Records from a collection -
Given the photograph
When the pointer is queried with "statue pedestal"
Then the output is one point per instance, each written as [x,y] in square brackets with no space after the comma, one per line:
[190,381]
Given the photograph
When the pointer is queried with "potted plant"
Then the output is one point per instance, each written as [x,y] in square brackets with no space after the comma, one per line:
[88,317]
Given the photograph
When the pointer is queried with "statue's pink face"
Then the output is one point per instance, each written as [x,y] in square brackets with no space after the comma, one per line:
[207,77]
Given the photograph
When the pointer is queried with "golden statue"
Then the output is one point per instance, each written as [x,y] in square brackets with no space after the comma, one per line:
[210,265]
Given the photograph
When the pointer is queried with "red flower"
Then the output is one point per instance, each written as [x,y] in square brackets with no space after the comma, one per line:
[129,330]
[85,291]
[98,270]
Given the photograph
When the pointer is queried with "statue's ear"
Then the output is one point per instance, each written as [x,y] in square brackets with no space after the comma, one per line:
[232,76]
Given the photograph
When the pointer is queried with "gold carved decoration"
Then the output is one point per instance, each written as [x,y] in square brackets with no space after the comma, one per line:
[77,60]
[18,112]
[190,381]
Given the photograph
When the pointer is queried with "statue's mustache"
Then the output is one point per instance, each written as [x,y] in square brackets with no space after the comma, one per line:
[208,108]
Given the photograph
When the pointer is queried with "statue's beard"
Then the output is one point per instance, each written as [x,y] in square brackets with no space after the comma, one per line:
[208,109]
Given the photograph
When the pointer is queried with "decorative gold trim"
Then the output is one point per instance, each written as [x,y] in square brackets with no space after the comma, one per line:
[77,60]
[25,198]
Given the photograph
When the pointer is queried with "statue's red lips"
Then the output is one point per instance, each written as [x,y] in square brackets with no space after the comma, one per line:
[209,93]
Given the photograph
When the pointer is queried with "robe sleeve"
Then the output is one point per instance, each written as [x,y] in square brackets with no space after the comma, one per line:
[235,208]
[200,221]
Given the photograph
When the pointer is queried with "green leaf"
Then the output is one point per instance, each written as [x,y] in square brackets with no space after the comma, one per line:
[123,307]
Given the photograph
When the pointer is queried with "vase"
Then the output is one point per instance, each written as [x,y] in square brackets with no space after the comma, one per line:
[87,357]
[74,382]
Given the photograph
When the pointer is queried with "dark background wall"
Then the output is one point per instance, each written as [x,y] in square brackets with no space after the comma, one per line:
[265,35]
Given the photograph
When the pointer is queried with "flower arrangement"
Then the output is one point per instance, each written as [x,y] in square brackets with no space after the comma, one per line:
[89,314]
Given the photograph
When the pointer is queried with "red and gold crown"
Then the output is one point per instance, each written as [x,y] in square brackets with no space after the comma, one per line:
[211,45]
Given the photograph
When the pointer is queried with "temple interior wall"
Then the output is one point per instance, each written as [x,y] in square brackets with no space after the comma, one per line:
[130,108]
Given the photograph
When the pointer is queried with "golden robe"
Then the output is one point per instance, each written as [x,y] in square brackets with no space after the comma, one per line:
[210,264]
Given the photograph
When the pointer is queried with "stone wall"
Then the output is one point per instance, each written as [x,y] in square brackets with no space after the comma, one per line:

WORK TASK - Would you output every entry exactly as it was written?

TASK RESPONSE -
Given the photograph
When the pointer is queried with "statue pedestal"
Then the output is one point per instance, each written as [x,y] in square brackets with no space after the comma, one per line:
[190,381]
Given the photograph
When the pointer is queried with "potted plant"
Then the output is one point per instance, each written as [x,y] in square brackets with no space after the comma, one per line:
[88,317]
Given the photograph
When the pointer is queried with "statue's pink face"
Then the output is one point per instance, each written as [x,y] in square brackets with no space after the comma, one per line:
[207,77]
Given the photograph
When the pointer is queried with "golden statue"
Then the output is one point per instance, each written as [x,y] in square brackets with no space after the comma, one per line:
[210,265]
Given the photograph
When the pointer is queried with "red flower"
Then the output is one point per instance, each written as [x,y] in square brackets with no space after the comma, one per line:
[129,330]
[85,291]
[98,270]
Given the photograph
When the pointer is queried with "statue's ear"
Then the output is one point per instance, each written as [x,y] in square brackets with no space after the comma, one per line:
[232,76]
Given the photograph
When the pointer is queried with "gold carved decoration"
Then the output is one point per instance, each written as [x,y] in square brackets with no space after the comma, one per line:
[77,60]
[18,112]
[190,381]
Given the photograph
When the pointer is queried with "statue's mustache"
Then the output is one point per instance, each written as [x,y] in square brackets with no space after the comma, one per line:
[208,108]
Given the photograph
When the pointer is queried with "statue's beard"
Then the output is one point per instance, each written as [x,y] in square brackets with no space after the comma, one per line:
[208,109]
Given the photograph
When the pointer is queried with "decorative gold trim"
Then the output is one point per instance, each written as [x,y] in square brackets with no space after the comma, one per line:
[77,60]
[25,198]
Given the photograph
When the pointer is queried with "statue's red lips"
Then the output is one point per instance, each written as [x,y] in square brackets with no space after the comma, one per line:
[209,93]
Given the photograph
When the pointer is queried with "robe sleeve"
Then the output is one point per instance, each written as [x,y] in square brackets with no space after the comma, one per line:
[235,208]
[200,221]
Given the photograph
When the pointer is queried with "green leaf"
Then the output is one point per instance, each written as [x,y] in square brackets with no space after the comma, one per line:
[123,307]
Given the photograph
When the pointer is queried with "vase"
Then the output is one point per instance, each written as [x,y] in square brackets with no space after the comma, one per line:
[87,357]
[74,382]
Given the photograph
When the pointer is queried with "dark background wall"
Then the output is one point per instance, each written as [x,y] in square brackets with no space after the comma, one per line:
[265,35]
Given the photograph
When the pointer is queried with "flower arrangement"
Then the output is one point per instance, each written as [x,y] in square brackets with no space after the comma, one per line:
[89,314]
Given the photograph
When the pointer is queried with "red and gold crown"
Then the output is one point per instance, each written as [x,y] in square brackets with no space after the comma, one per line:
[211,45]
Given the photograph
When the pointer is queried with "temple interior wall"
Then the output is one point per instance, each written as [x,y] in square brackets with no space after the comma, one per line:
[130,108]
Given the photograph
When the pointer is queried with "golden robe"
Then the output is one point per instance, each written as [x,y] in square brackets with no space after the comma, one per line:
[210,264]
Given the photograph
When the pointer is queried with "stone wall"
Then the output is one point per instance, each written as [x,y] in square brackets with no space after the comma, one per line:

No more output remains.